Stated goal – In the passage below on observing wholeness and life, please name the thinker whose observational method is said to forbid us from seeing that parts of space have different degrees of life.

Source document –
• • •
What is vital, then, about any objective phenomenon is that the observation of its essential points lead to shared results …

To see the phenomenon of life as it really is, the methods used cannot be tied to the crutch of mechanism as the basis for the sharing of observations and results …

For example, when I was working out, and observing, issues of wholeness and life in a thing … I did not try to observe things as if I myself did not exist. Instead, again and again I tried to discern which of two objects was more like a mirror of my own self, which one had more feeling, which one seemed to have more life, which one made one experience greater wholeness in myself … then tried to find out what was correlated with the thing that I observed …

Thus it is not a question of opening the door to subjective fantasy. The matters in this book … extend and supplement the arena of permissible scientific observation in such a way tha the self of the observer is allowed to come into the picture in an objective way …

Yet the facts of experience that I have shown and used to build up my new picture of space/matter are available to anyone. I refer especially to the fact that different parts of space are seen to have different degrees of life. But precisely because the observational method of Descartes forbids us from seeing these facts  – or indeed these kinds of facts – these observations and these observed facts have dropped out of awareness in the modern era. That is essentially how our defective and anti-life view came into being in the modern era.
• • •
Dataset content –
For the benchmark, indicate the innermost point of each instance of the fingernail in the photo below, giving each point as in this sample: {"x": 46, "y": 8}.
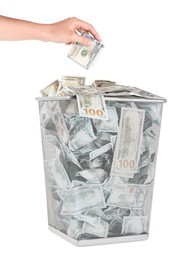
• • •
Answer below – Descartes.